Directions for this task: Repeat the listing word for word. No pictures belong in the copy.

Exercise material:

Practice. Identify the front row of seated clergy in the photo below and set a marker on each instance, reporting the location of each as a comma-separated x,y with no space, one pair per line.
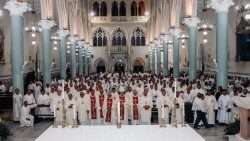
92,107
96,109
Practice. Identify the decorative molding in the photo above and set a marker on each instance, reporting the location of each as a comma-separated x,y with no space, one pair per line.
220,5
191,22
175,31
62,33
17,8
73,39
46,24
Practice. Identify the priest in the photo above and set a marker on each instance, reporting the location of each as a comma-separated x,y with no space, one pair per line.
145,106
163,105
109,110
82,108
70,105
17,104
26,118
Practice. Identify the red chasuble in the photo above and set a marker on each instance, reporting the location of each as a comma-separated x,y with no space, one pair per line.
135,108
109,109
93,107
101,101
122,106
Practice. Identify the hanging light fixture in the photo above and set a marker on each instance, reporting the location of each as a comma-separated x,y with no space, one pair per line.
32,27
243,9
205,26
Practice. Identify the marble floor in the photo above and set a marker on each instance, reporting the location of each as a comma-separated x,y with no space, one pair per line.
31,133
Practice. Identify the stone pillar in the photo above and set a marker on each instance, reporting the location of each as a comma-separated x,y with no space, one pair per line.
192,51
221,10
81,45
164,39
149,60
158,56
16,12
86,69
153,60
63,59
176,68
73,40
46,26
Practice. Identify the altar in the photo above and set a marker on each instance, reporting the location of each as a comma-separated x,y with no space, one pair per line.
126,133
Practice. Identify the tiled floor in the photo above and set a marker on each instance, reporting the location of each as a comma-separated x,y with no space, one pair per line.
31,133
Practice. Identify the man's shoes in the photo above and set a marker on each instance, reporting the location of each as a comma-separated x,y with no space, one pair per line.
196,128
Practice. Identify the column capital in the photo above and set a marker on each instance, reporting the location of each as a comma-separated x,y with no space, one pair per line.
175,31
62,33
46,24
220,5
73,39
17,8
191,22
165,37
81,43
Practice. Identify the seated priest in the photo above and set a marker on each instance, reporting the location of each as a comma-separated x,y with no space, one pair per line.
26,118
43,102
70,109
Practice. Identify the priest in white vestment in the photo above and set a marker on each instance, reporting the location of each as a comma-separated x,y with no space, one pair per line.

Reply to the task:
Practice. Identify the front row of seated clergy in the photo below and set a marker on each instance, reporting the location of each as a comma-separated x,y with no space, one pair per line.
92,107
96,109
Practice. Identify the decorative molding in the photo above and set a marker on each instance, reporting the location of each as a comma-separated x,y with no space, one pair per line.
220,5
191,22
175,31
62,33
17,8
73,39
46,24
Practice. Identify the priest in the photo above and set a marker on each instance, reporting the location of each as a comma-separated x,y with no space, one pair per line.
145,106
163,105
109,110
82,108
70,105
17,104
26,118
Practice. Identify the red chasuble in the photo above and set a marker on each instance, reporting the location of each as a comma-separated x,y with no space, one pair per line.
135,108
109,109
93,107
101,101
122,106
Practice. Identify the hanging light fixture in the photo above and set a marker on each instance, reporting the location of each as a comma-separated x,y with no space, one pair per line.
32,27
243,9
205,26
Practice. Identify the marble floor in the photo above and set a marker on each instance, reporting the location of each as a comma-separated x,y with no space, one pair per line.
31,133
Practice. Identify the stone pillar in the photo above and set a marker on each instance, reporting the location of each as a comma-separated x,y with no space, one pair per line.
192,51
221,10
81,45
164,39
149,60
158,56
16,12
86,69
153,60
63,59
176,68
73,40
46,26
Practice. Identify the altar in the photo above and set a marker on each instance, reporting the location of each as a comma-separated x,y with no space, one pair per line.
126,133
Practice. Identify the tiled floor in the photo above and set a marker on each instance, reporting the location of each as a comma-separated x,y with no space, one pair per line.
31,133
Practice. Identify the man's shoes in the photo above and set a marker on each instance, reporting the location of each as a comma-separated x,y with no space, one pair per line.
196,128
Practice. Identify the column capital in the photo above and set a marker on each instance, reporting the location of each as a comma-separated x,y with no space, one pair per line.
175,31
62,33
46,24
220,5
73,39
17,8
191,22
165,37
81,43
Practice. Identify the seated priest in the photo above and set a marker on each instance, reporting the location of each as a comma-separated x,y with no space, one pair per line.
26,118
43,102
70,109
Practice. Identify the priest in white vestment in the photo above and set a marker on each instance, reporting the location of each as a comma-separated x,y with no space, one pair per line.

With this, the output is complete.